_The request_. Can you rescale the entries from the line with "Specification: The model inspects the veined" up to and including the line with "xmin=123 ymin=162 xmax=190 ymax=209"? Reproduce every line in that span, the specification lines included, and multiply each coordinate in the answers by 1.05, rounding to whole numbers with halves going up. Return only those lines.

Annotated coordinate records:
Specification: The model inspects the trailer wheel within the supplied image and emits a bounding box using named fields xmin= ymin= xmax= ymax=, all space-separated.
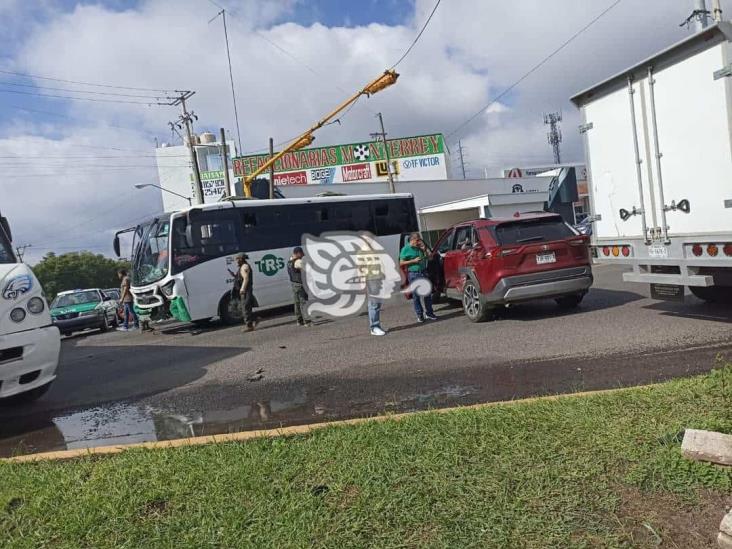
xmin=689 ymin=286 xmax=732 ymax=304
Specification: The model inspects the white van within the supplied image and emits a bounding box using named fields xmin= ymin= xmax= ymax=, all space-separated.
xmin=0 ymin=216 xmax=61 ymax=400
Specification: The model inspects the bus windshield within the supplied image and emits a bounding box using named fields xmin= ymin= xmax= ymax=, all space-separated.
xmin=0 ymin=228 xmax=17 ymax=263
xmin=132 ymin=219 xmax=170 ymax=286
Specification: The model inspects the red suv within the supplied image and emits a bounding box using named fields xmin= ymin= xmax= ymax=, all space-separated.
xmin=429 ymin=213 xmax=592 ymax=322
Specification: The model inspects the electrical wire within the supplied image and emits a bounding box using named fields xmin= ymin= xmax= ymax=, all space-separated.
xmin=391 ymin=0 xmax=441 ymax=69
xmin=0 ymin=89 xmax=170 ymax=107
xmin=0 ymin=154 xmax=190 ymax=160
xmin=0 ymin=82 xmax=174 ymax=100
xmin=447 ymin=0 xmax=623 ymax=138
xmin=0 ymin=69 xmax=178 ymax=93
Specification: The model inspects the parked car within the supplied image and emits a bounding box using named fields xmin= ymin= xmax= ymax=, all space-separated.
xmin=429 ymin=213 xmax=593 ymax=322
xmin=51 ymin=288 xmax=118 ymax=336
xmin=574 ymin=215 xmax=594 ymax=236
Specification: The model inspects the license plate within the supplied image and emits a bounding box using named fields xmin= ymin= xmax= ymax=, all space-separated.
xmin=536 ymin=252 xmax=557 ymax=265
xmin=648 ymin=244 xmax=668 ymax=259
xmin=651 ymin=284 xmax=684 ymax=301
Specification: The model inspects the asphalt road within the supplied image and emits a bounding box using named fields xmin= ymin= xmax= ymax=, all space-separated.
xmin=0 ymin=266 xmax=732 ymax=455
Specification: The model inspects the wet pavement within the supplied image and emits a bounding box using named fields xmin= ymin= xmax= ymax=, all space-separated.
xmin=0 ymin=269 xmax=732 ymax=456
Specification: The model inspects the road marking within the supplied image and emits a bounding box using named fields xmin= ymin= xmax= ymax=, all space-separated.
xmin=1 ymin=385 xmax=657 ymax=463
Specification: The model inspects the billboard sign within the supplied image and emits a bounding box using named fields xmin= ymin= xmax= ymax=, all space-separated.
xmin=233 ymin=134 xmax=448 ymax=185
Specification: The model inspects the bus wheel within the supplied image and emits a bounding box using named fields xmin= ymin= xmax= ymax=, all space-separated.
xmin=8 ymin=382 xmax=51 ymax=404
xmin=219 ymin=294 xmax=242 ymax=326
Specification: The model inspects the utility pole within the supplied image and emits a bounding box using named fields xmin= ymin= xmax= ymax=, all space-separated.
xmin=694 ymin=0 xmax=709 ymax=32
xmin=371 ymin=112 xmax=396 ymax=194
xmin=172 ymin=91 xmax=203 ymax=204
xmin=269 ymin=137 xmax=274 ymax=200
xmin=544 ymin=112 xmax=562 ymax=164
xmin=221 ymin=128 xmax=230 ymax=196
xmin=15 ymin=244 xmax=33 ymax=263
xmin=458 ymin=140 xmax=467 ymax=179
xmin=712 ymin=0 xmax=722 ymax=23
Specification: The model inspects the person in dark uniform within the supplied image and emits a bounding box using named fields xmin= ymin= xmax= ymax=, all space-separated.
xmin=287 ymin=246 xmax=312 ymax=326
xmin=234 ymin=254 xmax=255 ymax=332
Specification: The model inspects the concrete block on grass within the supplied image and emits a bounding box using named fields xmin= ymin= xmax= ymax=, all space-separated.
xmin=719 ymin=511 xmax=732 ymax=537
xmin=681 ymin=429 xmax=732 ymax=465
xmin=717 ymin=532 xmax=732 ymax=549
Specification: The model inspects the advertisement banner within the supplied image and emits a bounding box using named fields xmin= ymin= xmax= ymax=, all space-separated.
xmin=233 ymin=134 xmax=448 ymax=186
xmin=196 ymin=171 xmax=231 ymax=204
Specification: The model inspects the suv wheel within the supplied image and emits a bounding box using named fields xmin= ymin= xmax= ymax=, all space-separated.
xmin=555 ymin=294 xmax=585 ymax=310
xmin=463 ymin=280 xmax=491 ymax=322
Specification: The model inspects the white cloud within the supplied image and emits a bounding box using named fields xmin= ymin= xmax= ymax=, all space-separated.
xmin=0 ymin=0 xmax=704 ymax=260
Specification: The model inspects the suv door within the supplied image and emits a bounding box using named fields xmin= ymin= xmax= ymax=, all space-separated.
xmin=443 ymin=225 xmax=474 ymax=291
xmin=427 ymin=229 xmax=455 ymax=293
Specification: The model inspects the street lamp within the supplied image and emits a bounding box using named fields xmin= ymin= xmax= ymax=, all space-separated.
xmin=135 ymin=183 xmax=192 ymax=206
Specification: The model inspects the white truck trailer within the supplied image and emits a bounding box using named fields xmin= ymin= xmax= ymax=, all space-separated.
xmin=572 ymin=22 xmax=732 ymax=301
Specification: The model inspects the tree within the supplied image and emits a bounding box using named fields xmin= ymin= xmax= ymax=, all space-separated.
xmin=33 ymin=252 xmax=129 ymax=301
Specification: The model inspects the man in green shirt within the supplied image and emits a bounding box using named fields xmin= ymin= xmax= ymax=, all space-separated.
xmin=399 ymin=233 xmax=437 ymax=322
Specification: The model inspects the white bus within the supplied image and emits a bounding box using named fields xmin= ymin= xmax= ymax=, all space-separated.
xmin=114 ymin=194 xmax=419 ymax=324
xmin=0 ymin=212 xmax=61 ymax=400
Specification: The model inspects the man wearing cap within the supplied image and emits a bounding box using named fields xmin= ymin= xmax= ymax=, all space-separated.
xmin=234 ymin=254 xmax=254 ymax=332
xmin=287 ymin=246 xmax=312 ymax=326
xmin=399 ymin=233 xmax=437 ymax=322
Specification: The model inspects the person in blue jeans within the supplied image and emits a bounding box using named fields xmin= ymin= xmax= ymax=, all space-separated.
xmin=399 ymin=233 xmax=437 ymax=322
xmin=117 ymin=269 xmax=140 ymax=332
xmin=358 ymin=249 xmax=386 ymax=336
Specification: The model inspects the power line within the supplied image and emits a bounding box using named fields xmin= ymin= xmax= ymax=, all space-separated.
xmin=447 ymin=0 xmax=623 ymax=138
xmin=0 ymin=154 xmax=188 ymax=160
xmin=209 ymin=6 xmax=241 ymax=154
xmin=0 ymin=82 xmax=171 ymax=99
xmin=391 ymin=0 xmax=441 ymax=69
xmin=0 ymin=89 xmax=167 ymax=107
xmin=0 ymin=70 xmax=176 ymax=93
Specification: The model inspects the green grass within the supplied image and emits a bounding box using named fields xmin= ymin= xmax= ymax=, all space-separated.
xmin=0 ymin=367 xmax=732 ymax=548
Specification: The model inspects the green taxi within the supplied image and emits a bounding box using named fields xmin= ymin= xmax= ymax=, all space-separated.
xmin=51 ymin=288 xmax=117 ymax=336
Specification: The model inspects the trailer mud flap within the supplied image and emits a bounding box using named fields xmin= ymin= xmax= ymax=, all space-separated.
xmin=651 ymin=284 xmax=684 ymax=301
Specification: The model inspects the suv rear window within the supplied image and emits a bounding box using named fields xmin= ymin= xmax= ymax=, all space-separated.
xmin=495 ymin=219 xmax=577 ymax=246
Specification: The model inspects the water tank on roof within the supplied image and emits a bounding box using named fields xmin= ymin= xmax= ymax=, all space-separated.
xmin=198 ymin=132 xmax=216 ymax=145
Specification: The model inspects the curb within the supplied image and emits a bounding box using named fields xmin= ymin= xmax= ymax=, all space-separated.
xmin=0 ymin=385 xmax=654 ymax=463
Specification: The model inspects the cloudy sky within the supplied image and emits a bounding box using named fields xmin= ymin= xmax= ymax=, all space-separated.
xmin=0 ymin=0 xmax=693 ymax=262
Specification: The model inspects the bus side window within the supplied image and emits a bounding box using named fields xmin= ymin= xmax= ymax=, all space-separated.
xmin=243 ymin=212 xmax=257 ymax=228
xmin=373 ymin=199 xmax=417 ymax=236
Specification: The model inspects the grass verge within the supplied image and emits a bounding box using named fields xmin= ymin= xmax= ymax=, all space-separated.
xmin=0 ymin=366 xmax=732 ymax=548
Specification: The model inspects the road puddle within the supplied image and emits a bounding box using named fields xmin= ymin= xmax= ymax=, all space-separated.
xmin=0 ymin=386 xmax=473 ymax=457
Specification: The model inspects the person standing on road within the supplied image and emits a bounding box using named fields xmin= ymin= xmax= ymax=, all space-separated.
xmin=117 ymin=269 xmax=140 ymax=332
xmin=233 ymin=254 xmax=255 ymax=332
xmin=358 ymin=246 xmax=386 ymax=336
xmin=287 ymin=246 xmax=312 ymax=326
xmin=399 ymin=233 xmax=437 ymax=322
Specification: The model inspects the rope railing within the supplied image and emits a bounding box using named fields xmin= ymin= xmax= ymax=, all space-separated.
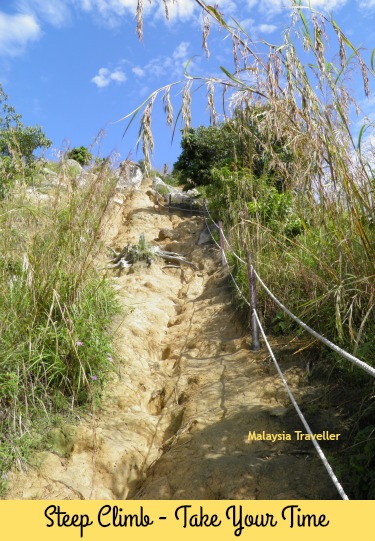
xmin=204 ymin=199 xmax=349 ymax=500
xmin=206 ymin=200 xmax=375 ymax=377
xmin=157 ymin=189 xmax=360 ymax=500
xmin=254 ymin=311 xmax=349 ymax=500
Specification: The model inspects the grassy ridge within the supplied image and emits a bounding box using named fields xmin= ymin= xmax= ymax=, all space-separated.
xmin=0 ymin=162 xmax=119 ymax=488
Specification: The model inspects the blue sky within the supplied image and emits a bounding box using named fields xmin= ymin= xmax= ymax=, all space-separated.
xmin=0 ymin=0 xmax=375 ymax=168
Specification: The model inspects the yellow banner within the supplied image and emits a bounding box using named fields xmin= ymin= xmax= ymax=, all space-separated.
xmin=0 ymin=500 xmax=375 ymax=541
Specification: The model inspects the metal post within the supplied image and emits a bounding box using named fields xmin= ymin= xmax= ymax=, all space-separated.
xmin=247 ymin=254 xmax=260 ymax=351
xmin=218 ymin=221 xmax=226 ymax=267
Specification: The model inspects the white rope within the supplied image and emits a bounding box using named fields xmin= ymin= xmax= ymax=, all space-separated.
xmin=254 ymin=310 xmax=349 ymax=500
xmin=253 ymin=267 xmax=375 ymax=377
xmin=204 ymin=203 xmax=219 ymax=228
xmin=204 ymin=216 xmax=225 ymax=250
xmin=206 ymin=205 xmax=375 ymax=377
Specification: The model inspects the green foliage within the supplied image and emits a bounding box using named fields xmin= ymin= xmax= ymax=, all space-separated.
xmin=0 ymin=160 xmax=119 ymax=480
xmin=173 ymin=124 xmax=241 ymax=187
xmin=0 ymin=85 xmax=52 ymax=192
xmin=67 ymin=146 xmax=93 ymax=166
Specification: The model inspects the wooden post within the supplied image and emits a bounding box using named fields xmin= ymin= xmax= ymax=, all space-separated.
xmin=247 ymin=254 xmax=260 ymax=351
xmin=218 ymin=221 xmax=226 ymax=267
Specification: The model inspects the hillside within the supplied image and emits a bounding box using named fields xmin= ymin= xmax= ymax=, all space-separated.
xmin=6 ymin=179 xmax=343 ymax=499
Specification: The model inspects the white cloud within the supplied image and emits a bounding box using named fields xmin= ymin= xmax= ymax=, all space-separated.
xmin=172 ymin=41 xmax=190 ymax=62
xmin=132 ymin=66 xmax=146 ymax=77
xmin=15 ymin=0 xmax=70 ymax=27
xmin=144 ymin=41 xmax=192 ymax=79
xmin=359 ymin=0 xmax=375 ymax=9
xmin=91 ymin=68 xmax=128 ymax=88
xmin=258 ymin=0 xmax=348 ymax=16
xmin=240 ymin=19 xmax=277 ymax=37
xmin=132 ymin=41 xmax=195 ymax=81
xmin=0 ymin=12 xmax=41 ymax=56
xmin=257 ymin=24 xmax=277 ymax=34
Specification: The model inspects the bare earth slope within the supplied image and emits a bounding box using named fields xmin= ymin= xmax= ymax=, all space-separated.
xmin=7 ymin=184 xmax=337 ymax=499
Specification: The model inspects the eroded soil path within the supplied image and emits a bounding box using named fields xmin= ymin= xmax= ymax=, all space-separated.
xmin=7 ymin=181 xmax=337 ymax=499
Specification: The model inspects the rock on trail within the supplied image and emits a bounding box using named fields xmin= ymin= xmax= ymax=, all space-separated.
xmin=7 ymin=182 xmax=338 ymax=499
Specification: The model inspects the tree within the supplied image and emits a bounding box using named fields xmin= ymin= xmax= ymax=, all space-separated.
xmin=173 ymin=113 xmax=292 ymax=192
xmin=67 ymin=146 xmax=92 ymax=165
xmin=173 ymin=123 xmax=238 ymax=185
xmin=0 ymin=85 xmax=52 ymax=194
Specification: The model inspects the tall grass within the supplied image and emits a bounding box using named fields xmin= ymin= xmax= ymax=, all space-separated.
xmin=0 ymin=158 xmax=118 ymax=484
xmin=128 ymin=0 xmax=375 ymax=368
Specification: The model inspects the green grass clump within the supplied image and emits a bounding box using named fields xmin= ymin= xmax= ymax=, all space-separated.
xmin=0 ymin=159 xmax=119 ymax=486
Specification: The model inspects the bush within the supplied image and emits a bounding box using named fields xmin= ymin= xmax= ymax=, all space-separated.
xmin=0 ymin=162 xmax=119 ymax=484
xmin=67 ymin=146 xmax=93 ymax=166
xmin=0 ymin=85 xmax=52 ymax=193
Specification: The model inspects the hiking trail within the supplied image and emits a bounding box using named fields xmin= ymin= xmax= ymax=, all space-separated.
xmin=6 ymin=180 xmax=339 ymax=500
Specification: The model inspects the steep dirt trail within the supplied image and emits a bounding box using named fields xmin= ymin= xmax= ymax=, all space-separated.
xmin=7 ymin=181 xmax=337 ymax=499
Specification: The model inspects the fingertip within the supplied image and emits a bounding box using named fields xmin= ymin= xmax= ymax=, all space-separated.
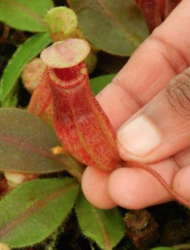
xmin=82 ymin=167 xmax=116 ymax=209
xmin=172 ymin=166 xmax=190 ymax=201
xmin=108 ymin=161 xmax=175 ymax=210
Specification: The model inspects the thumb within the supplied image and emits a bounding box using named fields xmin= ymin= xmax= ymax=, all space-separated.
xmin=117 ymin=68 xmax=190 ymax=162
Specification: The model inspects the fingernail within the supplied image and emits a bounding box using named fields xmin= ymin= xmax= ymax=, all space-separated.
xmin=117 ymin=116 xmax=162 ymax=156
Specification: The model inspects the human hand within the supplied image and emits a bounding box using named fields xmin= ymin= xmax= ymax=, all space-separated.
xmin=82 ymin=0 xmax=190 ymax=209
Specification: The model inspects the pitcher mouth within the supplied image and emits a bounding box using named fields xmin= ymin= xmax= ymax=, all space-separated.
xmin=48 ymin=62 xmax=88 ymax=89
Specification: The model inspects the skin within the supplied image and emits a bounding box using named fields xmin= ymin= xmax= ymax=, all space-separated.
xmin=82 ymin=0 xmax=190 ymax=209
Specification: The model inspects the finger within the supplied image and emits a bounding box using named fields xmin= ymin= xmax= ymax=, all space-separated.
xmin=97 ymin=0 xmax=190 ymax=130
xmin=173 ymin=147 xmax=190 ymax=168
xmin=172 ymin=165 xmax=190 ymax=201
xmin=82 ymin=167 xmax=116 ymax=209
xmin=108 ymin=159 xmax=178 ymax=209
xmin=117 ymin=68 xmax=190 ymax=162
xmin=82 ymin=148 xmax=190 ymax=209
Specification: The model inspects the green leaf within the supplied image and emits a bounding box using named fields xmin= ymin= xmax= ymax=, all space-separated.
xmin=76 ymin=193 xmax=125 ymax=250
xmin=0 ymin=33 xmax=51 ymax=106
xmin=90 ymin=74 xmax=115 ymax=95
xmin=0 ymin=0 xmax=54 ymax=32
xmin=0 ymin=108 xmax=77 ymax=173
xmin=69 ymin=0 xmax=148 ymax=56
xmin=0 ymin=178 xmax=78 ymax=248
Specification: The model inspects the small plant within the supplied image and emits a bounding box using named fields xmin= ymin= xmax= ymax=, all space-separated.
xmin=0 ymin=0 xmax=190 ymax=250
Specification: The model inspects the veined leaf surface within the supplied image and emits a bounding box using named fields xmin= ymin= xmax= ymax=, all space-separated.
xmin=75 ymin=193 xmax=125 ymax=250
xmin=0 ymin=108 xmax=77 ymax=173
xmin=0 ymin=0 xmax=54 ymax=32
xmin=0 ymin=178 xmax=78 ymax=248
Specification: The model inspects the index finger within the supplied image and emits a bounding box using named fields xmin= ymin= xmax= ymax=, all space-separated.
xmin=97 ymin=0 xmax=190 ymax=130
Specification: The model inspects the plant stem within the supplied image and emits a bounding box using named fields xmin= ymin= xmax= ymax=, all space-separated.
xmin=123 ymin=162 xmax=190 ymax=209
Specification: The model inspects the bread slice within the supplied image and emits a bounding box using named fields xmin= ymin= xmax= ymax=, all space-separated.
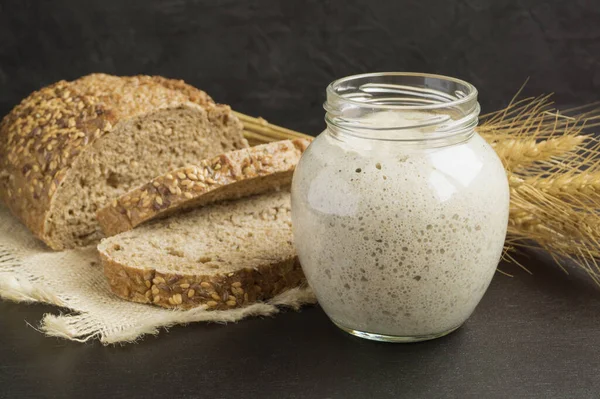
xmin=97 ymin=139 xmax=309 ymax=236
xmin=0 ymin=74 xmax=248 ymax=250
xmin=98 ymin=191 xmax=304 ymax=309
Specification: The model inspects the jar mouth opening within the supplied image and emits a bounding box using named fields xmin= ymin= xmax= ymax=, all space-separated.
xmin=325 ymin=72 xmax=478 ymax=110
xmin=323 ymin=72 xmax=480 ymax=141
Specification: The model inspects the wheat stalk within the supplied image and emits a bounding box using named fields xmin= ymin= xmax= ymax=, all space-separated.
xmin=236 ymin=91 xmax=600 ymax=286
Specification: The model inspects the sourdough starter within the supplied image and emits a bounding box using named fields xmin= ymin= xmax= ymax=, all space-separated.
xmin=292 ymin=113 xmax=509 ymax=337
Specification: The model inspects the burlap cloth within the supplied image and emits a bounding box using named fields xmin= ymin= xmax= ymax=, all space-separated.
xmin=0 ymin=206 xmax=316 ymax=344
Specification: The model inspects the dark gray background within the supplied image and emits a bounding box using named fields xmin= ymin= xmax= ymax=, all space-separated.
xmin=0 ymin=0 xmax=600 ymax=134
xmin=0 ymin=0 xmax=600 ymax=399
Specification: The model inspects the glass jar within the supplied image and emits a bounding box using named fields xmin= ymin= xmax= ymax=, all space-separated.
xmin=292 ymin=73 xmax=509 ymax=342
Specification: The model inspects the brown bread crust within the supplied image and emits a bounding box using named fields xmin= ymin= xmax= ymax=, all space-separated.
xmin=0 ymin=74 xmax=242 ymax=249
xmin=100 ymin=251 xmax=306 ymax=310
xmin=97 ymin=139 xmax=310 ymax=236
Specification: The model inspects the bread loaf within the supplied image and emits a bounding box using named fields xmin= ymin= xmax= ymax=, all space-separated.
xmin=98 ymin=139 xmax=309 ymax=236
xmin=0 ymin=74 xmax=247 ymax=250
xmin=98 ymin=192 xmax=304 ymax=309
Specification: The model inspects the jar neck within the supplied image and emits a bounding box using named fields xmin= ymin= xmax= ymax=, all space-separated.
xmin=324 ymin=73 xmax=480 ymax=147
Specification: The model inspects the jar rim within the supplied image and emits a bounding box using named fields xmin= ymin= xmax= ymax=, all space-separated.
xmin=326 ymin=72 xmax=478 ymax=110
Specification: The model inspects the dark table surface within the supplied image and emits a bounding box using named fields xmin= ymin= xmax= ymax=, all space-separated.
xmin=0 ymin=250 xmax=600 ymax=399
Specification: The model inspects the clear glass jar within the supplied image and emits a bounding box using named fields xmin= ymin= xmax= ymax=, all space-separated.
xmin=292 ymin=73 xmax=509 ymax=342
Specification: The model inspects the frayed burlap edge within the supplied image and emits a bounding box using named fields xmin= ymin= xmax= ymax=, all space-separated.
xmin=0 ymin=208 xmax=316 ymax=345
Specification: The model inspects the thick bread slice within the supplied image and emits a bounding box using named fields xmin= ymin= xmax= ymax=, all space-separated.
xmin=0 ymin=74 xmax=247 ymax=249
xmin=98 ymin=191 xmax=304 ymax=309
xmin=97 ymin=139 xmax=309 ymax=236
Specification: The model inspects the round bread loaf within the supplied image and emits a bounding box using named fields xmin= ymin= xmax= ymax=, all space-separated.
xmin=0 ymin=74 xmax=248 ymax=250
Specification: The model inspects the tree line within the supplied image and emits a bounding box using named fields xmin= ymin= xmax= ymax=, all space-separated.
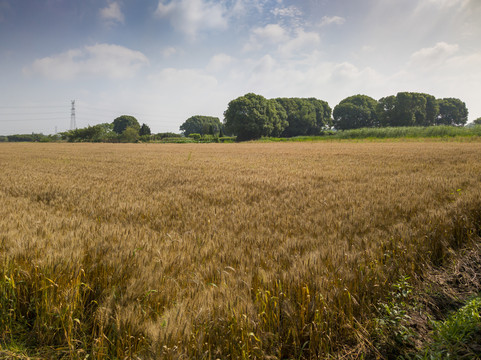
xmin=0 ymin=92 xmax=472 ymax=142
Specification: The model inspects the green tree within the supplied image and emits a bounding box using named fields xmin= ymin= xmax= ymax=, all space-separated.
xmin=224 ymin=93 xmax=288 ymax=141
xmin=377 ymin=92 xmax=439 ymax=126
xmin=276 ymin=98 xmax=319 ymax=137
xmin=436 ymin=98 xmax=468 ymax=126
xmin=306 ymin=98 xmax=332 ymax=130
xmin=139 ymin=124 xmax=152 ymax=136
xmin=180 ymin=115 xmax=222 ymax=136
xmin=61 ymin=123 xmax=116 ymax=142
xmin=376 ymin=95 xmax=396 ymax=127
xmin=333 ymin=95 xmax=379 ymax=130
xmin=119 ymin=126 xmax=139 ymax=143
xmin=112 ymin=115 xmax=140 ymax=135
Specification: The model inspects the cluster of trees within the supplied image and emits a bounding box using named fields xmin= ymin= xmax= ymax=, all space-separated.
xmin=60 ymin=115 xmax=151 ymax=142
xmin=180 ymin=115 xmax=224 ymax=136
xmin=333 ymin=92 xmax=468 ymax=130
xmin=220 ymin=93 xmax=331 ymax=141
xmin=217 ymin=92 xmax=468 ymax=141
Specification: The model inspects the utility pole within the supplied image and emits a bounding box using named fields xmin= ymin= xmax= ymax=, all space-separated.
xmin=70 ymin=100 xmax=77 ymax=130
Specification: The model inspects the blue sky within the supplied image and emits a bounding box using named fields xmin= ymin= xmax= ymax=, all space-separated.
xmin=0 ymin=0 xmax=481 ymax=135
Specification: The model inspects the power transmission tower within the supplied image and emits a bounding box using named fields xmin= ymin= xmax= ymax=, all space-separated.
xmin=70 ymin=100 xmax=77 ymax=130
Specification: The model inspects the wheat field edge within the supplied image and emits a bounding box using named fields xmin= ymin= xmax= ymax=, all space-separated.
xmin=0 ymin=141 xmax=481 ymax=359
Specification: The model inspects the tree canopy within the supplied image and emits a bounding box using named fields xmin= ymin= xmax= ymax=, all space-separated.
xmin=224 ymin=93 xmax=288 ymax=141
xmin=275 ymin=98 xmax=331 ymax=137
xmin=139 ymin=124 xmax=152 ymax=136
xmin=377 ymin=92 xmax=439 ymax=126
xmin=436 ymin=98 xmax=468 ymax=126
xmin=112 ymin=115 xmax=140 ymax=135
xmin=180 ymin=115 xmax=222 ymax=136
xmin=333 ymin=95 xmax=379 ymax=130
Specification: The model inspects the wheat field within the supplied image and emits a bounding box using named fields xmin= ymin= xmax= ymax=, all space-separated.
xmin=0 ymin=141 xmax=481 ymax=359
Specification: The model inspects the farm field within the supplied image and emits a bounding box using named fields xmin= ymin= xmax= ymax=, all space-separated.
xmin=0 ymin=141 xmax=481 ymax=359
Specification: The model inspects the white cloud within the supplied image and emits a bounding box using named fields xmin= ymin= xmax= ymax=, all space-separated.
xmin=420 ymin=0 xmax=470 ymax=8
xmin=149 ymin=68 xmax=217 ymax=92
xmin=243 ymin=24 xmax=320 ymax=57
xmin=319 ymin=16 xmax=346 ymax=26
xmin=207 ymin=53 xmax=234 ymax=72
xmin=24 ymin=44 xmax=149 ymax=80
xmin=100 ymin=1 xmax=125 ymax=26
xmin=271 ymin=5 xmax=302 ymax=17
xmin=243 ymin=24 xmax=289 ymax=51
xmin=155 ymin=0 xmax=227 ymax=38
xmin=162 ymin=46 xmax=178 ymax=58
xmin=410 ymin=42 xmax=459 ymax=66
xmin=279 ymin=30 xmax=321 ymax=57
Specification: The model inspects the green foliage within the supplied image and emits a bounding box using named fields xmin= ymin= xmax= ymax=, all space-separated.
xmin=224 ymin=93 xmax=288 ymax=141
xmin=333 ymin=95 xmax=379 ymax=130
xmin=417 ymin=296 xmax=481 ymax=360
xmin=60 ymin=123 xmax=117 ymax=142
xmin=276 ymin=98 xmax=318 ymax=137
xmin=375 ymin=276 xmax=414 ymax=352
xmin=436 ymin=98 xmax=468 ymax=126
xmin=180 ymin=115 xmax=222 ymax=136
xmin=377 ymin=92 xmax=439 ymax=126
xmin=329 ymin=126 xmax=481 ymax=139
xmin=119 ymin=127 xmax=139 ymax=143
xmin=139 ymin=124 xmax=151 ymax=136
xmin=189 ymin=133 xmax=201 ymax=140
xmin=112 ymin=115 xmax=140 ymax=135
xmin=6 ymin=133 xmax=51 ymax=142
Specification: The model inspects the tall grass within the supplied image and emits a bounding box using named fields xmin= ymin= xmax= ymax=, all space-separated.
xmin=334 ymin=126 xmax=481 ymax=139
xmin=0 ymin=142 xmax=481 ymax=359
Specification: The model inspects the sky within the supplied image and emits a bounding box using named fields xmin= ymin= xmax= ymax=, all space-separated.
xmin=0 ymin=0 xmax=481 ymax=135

_Written response_.
Specification: The model inspects the veined leaf surface within the supplied image and emits a bounding box using named fields xmin= ymin= xmax= ymax=, all space-separated.
xmin=79 ymin=203 xmax=131 ymax=263
xmin=0 ymin=113 xmax=81 ymax=182
xmin=0 ymin=0 xmax=57 ymax=34
xmin=0 ymin=187 xmax=82 ymax=260
Specification: The model inspects the index finger within the supplied image and emits a bounding box using named fields xmin= ymin= xmax= ymax=, all space-separated.
xmin=102 ymin=0 xmax=200 ymax=137
Specification: The model inspects the plant stem within the supplied image and emits a bounding box using named fields xmin= ymin= xmax= ymax=, all space-separated.
xmin=129 ymin=170 xmax=200 ymax=219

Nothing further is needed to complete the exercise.